──────── Text segment
The Wheel of Time Reading Order
| Title | Published | Buy on Amazon |
|---|---|---|
| The Eye of the World | 1990 | Buy |
| The Great Hunt | 1990 | Buy |
| The Dragon Reborn | 1991 | Buy |
| The Shadow Rising | 1992 | Buy |
| The Fires of Heaven | 1993 | Buy |
| Lord of Chaos | 1994 | Buy |
| A Crown of Swords | 1996 | Buy |
| The Path of Daggers | 1998 | Buy |
| Winter’s Heart | 2000 | Buy |
| Crossroads of Twilight | 2003 | Buy |
| New Spring | 2004 | Buy |
| Knife of Dreams | 2005 | Buy |
| The Gathering Storm | 2009 | Buy |
| Towers of Midnight | 2010 | Buy |
| A Memory of Light | 2013 | Buy |
Robert Jordan was the pen name of James Oliver Rigney Jr., a physicist and Vietnam veteran who became one of fantasy’s most influential writers. Before creating The Wheel of Time, he wrote historical novels and Conan the Barbarian tie-ins. Those books paid the bills, but he had bigger ambitions.
The Eye of the World appeared in 1990, the first of what Jordan planned as a six-book series. It grew. By the time of his death in 2007, the series had reached 11 novels plus a prequel, with no end in sight. Jordan had underestimated the scope of his own creation, and readers both loved and complained about the expanding story.
────────────────
What to work on →
[A] According to the Wheel of Time page, how many books did Jordan first plan for the series?
[B] Resume the Wheel of Time page after its final sentence and keep writing it.
The items after the Wheel of Time page are separate material with no link to it.
──────── Records
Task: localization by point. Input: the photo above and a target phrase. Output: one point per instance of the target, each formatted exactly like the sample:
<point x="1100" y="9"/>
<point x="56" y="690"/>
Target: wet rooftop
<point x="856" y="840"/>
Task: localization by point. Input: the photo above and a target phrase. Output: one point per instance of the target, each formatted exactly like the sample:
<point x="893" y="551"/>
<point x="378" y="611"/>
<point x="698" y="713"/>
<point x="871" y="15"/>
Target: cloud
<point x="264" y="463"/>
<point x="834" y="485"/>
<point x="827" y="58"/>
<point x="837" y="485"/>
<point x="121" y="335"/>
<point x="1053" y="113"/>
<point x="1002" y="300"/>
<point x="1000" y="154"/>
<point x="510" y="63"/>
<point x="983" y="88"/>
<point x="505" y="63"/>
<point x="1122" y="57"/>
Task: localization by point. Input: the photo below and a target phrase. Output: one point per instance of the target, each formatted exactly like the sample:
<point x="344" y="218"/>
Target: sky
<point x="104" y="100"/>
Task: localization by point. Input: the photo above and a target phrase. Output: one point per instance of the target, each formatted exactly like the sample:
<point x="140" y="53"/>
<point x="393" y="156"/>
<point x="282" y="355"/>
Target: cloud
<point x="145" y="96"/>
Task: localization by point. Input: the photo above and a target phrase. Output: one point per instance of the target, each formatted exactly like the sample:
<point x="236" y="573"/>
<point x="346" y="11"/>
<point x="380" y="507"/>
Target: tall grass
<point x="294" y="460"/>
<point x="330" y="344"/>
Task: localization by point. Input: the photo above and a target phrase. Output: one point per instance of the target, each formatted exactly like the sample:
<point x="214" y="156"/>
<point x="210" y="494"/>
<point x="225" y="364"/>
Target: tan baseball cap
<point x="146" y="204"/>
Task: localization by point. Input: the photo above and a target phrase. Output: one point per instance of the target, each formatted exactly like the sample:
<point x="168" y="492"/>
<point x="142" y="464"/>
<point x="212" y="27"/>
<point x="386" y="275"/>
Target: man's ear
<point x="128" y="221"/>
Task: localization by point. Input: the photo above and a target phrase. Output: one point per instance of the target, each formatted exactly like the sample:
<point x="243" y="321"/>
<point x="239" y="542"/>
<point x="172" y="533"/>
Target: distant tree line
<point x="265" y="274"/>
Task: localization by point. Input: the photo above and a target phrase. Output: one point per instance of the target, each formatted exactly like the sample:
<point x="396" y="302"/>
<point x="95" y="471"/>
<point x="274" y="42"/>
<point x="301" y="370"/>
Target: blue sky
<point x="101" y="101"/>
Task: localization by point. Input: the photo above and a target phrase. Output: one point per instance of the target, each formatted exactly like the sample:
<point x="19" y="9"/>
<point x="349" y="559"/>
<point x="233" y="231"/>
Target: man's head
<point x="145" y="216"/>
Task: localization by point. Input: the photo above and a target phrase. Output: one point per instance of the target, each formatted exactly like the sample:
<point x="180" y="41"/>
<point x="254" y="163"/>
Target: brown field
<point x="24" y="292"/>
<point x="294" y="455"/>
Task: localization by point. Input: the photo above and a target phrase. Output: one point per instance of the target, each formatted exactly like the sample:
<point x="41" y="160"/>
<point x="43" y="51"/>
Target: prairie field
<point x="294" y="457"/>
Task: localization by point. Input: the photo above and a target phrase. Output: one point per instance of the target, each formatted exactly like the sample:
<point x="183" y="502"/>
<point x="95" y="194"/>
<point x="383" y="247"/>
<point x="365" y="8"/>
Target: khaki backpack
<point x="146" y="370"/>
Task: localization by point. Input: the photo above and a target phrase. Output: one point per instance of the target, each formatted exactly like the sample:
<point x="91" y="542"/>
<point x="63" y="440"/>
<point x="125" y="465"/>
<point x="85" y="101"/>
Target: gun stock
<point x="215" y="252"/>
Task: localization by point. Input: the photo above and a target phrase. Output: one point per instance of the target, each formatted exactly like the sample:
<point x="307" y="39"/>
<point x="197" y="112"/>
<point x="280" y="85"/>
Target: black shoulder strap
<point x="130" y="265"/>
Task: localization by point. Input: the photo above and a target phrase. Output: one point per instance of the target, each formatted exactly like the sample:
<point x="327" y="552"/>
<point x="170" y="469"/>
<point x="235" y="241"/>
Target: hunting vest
────────────────
Numbered answers →
[A] Six books.

[B]
The series blends elements familiar to fantasy readers: a chosen one, a dark lord, magical systems, and detailed worldbuilding. Jordan’s contribution was scale. His world has its own calendar, multiple magic systems, dozens of cultures, and thousands of years of history. Characters experience time passing in real terms, aging and changing over the series’ 15-year publication span.
Jordan was diagnosed with amyloidosis, a rare blood disease, in 2006. He worked as long as he could, leaving extensive notes and recordings for whoever would finish his work. His widow Harriet chose Brandon Sanderson, who completed the final three volumes from Jordan’s materials.
Amazon adapted the series starting in 2021. The show took significant liberties with the source material, drawing mixed reactions from longtime fans.